§ **THE TASKS**:
[A] Please answer these questions about the article on meatless food and Virginia agriculture.
(i) What annual economic impact does VDACS claim for agriculture in Virginia?
(ii) Which product ranks third among Virginia's top agricultural products, and what are its cash receipts?
(iii) What is the title of the latest version of the McKinsey & Company journal?
[B] Continue the article on meatless food and Virginia agriculture from its final sentence.

§ **READING PASSAGE**:
★ ★ ★ ★ ★ ★ ★

Meatless food and the future of Virginia agriculture

Photo credit: Pymnts.com

By DJ Rippert

Chow time. Agriculture is Virginia’s largest private industry. No other private industry is even close. The Virginia Department of Agriculture and Consumer Services (VDACS) claims that agriculture has an economic impact of $70 billion annually and provides more than 334,000 jobs in the Commonwealth. Virginia’s top agricultural products and their cash receipts are:

  1. Broilers (chicken) – $935M
  2. Cattle and calves – $413M
  3. Greenhouse / nursery – $306M
  4. Dairy products, milk – $306
  5. Turkeys – $236M

Of Virginia’s five top agricultural products four are under possible attack from a revolution in food technology – meatless meat. McKinsey & Company just issued the latest version of The Next Normal: Perspectives on the future of industries journal. The title? The future of food: Meatless. Some of the commentary in that journal ought to have Virginians wondering about the future of the state’s largest private industry.

★ ★ ★ ★ ★ ★ ★

§ **DATASET ROWS**:
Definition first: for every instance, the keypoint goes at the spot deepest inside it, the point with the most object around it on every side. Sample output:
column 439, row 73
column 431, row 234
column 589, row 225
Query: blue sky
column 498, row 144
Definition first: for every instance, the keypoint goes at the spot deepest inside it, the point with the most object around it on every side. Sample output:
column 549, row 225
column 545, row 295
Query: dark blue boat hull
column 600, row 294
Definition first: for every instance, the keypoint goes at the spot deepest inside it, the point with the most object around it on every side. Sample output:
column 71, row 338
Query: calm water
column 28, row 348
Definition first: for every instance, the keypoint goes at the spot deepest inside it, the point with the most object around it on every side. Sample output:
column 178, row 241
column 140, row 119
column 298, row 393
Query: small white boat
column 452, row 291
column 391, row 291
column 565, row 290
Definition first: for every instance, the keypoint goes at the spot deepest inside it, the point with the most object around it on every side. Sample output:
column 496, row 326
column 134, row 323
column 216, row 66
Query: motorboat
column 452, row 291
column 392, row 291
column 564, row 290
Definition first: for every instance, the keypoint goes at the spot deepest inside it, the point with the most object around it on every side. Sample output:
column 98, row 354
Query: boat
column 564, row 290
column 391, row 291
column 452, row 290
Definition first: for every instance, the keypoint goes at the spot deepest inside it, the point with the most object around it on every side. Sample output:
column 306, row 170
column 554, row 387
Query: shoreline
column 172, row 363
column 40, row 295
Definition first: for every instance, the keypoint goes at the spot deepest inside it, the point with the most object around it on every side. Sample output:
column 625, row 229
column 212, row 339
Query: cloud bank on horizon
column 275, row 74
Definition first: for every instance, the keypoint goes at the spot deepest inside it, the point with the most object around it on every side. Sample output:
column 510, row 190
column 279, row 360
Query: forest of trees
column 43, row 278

★ ★ ★ ★ ★ ★ ★

§ **ANSWERS FOR THIS EXERCISE**:
[A]
(i) $70 billion
(ii) Greenhouse / nursery, with $306M
(iii) The future of food: Meatless

[B]
Got Milk? An NBC article entitled, “Best advice to US dairy farmers?  Sell out as fast as you can” chronicles the sad state of America’s dairy farms. Dairy farms in the U.S. went from 650,000 in 1970 to 40,219 in 2017.  The farms that remain are getting bigger. As the article states, “In 1987, half of American dairy farms had 80 or fewer cows; by 2012, that figure had risen to 900 cows.” Dairy farmers blame milk surpluses, debt, unstable export markets and ineffectual government subsidies. While these points are probably accurate, there is a macro trend at play as well. American per capita milk consumption has dropped from 78.3 liters per person per year in 2011 to 65.2 liters per person per year in 2017. Meanwhile, plant based “milks” have been exploding. Nielsen reports that almond “milk” sales alone grew by 250% between 2011 and 2016. Soy, coconut and rice “milks” also contributed to the challenges facing cow milk makers. Virginia’s 450 dairy farms are struggling. A recent article says,

According to USDA statistics, the cost of production per hundredweight of milk in Virginia is $25.11—so the state’s dairy farmers are losing on average $5.91 per hundredweight sold.

Smaller dairies are feeling the effects even more. Dairies with between 100 and 199 cows—the size of most of Virginia’s dairy farms, Banks said—lose an average of $7.18 per hundredweight of milk.

As a result, Virginia’s dairies are dropping like the flies on their cattle.”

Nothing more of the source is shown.